_Polecenie_. Napisz dalszy ciąg tekstu o bakteriach w domu, zaczynając po jego ostatnim zdaniu.

_Wybrany fragment_.
Bezpieczny dom, wolny od bakterii

Bezpieczny dom, wolny od bakterii

Niewidoczni gołym okiem współlokatorzy nierzadko przejmują nasze mieszkania. Są w przedpokoju, salonie, łazience, kuchni, a nawet w pokoju dziecięcym i sypialni. Bakterie – bo o nich mowa – żyją na ścianach, meblach, podłogach, na sprzętach domowych, w powietrzu, bytują także na nas. Z większością z nich organizm ludzki daje sobie radę, jednak niektóre mogą być naprawdę groźne dla naszego zdrowia. Dlatego należy pamiętać o tym by przy każdym sprzątaniu skutecznie je usuwać. Aby nasze działania były efektywne potrzebujemy broni skrojonej na miarę.

_Dane do lokalizowania fraz_.
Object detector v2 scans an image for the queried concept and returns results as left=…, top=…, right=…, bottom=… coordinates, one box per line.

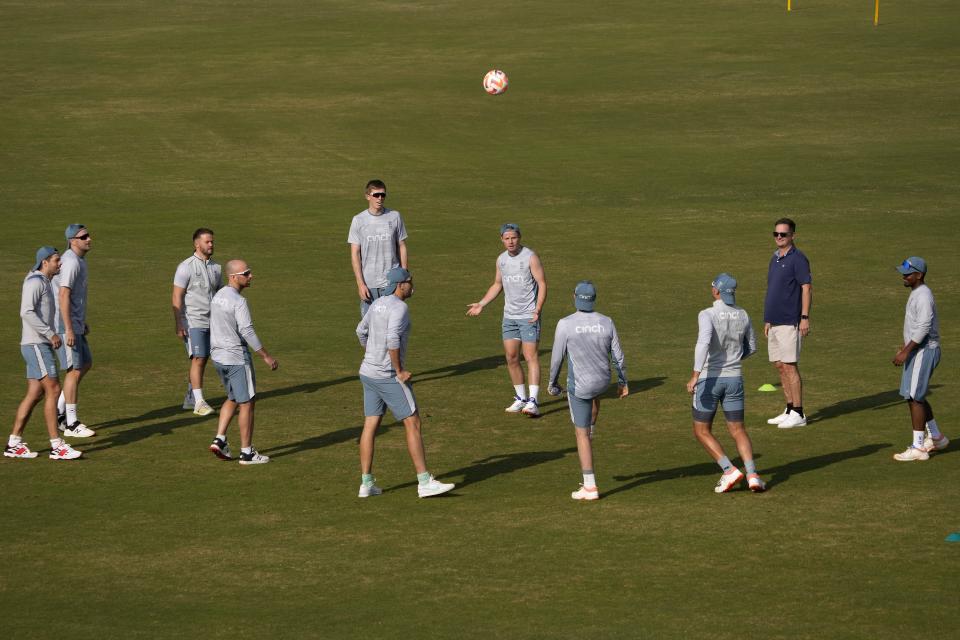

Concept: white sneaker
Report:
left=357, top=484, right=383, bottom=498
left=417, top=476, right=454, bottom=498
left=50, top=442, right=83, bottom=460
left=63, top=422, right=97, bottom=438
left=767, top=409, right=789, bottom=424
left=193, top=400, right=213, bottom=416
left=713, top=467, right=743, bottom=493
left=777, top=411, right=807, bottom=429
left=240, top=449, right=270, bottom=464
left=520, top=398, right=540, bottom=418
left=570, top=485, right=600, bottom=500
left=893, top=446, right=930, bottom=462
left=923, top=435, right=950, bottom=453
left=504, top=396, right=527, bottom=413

_Odpowiedź_.
Bakterie bardzo się od siebie różnią i mogą mieć wiele kształtów, np. kulisty, pałeczkowaty lub spiralny. Pomimo tego, że są tak różnorodne i małe naukowcom udało się ustalić sporo na ich temat. Przykładowo jednym z najmniejszych drobnoustrojów na świecie jest Mycoplasma. Może powodować choroby układu oddechowego, a przy tym jest odporna na wiele antybiotyków. Z kolei Mycobacterium z woskową otoczką, która sprawia, że trudno go całkiem wypłukać, można znaleźć w sporej ilości na główkach od pryszniców, co udowodnił dr Leah Feazel z University of Colorado. Bakterie są sprytne - szybko przystosowują się do zmiennych warunków otoczenia, a w dodatku komunikują się ze sobą - poprzez sygnały chemiczne. Niektóre z nich potrafią przetrwać także w skrajnych warunkach. Na szczęście są sposoby, aby pozbyć się tych niechcianych współlokatorów. Na co w szczególności musimy zwrócić uwagę?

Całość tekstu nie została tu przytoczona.